- Given task 1
Please quote the idxd patch thread word for word, starting at "Re: [PATCH RFC" and ending at "with no vIOMMU.".
- Given task 2
Answer these questions from the idxd patch thread:
(a) On what date was the reply sent?
(b) Through what is a user-generated uuid added to the wq?
(c) What should the guest discover during PCI discovery when it boots up?

- Text section

[START]

Re: [PATCH RFC 00/15] Add VFIO mediated device support and IMS support for the idxd driver.

From: Jason Gunthorpe
Date: Thu Apr 23 2020 - 15:18:59 EST


On Wed, Apr 22, 2020 at 02:24:11PM -0700, Dan Williams wrote:
> On Tue, Apr 21, 2020 at 4:55 PM Jason Gunthorpe <jgg@xxxxxxxxxxxx> wrote:
> >
> > On Tue, Apr 21, 2020 at 04:33:46PM -0700, Dave Jiang wrote:
> > > The actual code is independent of the stage 2 driver code submission that adds
> > > support for SVM, ENQCMD(S), PASID, and shared workqueues. This code series will
> > > support dedicated workqueue on a guest with no vIOMMU.
> > >
> > > A new device type "mdev" is introduced for the idxd driver. This allows the wq
> > > to be dedicated to the usage of a VFIO mediated device (mdev). Once the work
> > > queue (wq) is enabled, an uuid generated by the user can be added to the wq
> > > through the uuid sysfs attribute for the wq. After the association, a mdev can
> > > be created using this UUID. The mdev driver code will associate the uuid and
> > > setup the mdev on the driver side. When the create operation is successful, the
> > > uuid can be passed to qemu. When the guest boots up, it should discover a DSA
> > > device when doing PCI discovery.
> >
> > I'm feeling really skeptical that adding all this PCI config space and
> > MMIO BAR emulation to the kernel just to cram this into a VFIO
> > interface is a good idea, that kind of stuff is much safer in
> > userspace.

[END]

- Material provided
[START]

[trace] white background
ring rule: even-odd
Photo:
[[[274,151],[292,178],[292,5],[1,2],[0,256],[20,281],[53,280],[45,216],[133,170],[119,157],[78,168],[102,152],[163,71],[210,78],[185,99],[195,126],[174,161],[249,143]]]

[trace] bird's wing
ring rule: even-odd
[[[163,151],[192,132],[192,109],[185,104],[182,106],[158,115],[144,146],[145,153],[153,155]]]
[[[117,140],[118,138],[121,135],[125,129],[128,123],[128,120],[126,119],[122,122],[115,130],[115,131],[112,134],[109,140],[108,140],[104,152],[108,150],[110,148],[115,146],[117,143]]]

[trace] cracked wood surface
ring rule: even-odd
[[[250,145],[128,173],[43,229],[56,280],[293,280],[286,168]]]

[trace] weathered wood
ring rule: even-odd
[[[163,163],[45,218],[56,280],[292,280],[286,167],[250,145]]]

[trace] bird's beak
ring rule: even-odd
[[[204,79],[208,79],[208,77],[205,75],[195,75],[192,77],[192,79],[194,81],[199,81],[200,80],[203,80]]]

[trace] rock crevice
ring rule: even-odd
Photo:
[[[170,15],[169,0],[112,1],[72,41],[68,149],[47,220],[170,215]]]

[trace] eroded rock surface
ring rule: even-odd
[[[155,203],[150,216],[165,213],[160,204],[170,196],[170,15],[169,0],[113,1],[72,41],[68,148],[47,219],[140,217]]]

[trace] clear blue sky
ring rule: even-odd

[END]

- Full answer 1
Re: [PATCH RFC 00/15] Add VFIO mediated device support and IMS support for the idxd driver.

From: Jason Gunthorpe
Date: Thu Apr 23 2020 - 15:18:59 EST


On Wed, Apr 22, 2020 at 02:24:11PM -0700, Dan Williams wrote:
> On Tue, Apr 21, 2020 at 4:55 PM Jason Gunthorpe <jgg@xxxxxxxxxxxx> wrote:
> >
> > On Tue, Apr 21, 2020 at 04:33:46PM -0700, Dave Jiang wrote:
> > > The actual code is independent of the stage 2 driver code submission that adds
> > > support for SVM, ENQCMD(S), PASID, and shared workqueues. This code series will
> > > support dedicated workqueue on a guest with no vIOMMU.

- Full answer 2
(a) Thu Apr 23 2020
(b) The uuid sysfs attribute for the wq
(c) A DSA device